Studio album by Charlotte Day Wilson
- Released: July 9, 2021
- Genre: Alternative R&B; soul;
- Length: 33:12
- Label: Stone Woman
- Producer: Charlotte Day Wilson; Thomas Brenneck; D'Mile; Sir Dylan; Jack Ro;

Charlotte Day Wilson chronology
| Stone Woman (2018) | Alpha (2021) | Cyan Blue (2024) |

Singles from Alpha
- "Take Care of You" Released: August 13, 2020; "If I Could" Released: May 20, 2021; "Keep Moving" Released: June 11, 2021;

= Alpha (Charlotte Day Wilson album) =

Alpha (stylized in all caps) is the debut studio album by Canadian singer/songwriter Charlotte Day Wilson, released on July 9, 2021, via her independent imprint Stone Woman Music.

The album was preceded by three singles: "Take Care of You" featuring Los Angeles singer/producer Syd was released August 13, 2020 with the non-album b-side "Summertime", while follow-up singles "If I Could" and "Keep Moving" were released May 20 and June 11, 2021, respectively.

□ □ □ □ □

Requirements -
1. Copy the passage of the Alpha article starting with "Singles from Alpha" and going on through "11, 2021, respectively.", swapping "debut" for "first".
2. Turn the paragraph of the Alpha article that begins "The album was preceded by three singles" into a list that keeps its main facts.
3. According to the Alpha article, through which imprint was the album released?
The records play no part in what comes next.

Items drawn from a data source

□ □ □ □ □

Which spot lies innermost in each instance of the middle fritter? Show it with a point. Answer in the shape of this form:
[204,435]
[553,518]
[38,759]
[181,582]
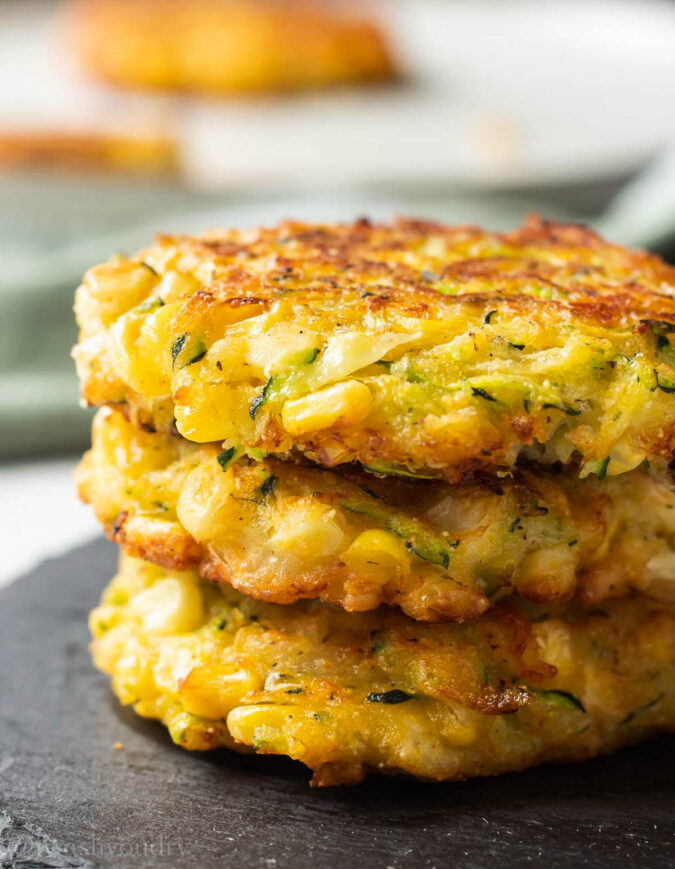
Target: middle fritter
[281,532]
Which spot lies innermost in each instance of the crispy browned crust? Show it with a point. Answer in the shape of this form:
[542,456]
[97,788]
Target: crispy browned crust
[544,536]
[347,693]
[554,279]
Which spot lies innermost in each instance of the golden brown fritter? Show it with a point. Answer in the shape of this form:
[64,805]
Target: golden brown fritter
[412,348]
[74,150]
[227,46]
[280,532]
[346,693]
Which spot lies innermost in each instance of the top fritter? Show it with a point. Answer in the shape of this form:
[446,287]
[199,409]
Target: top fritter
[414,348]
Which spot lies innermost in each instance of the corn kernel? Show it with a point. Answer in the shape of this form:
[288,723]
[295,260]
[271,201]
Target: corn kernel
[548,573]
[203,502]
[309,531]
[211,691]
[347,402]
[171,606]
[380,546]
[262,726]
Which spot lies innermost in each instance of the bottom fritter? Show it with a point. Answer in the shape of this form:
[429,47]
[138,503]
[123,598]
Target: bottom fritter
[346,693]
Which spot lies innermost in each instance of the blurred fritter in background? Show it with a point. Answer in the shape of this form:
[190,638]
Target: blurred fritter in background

□ □ □ □ □

Answer list -
1.
Singles from Alpha
- "Take Care of You" Released: August 13, 2020; "If I Could" Released: May 20, 2021; "Keep Moving" Released: June 11, 2021;

= Alpha (Charlotte Day Wilson album) =

Alpha (stylized in all caps) is the first studio album by Canadian singer/songwriter Charlotte Day Wilson, released on July 9, 2021, via her independent imprint Stone Woman Music.

The album was preceded by three singles: "Take Care of You" featuring Los Angeles singer/producer Syd was released August 13, 2020 with the non-album b-side "Summertime", while follow-up singles "If I Could" and "Keep Moving" were released May 20 and June 11, 2021, respectively.

2.
- "Take Care of You," featuring Los Angeles singer/producer Syd, was released August 13, 2020, with the non-album b-side "Summertime."
- "If I Could" was released May 20, 2021.
- "Keep Moving" was released June 11, 2021.

3. It was released via Charlotte Day Wilson's independent imprint Stone Woman Music.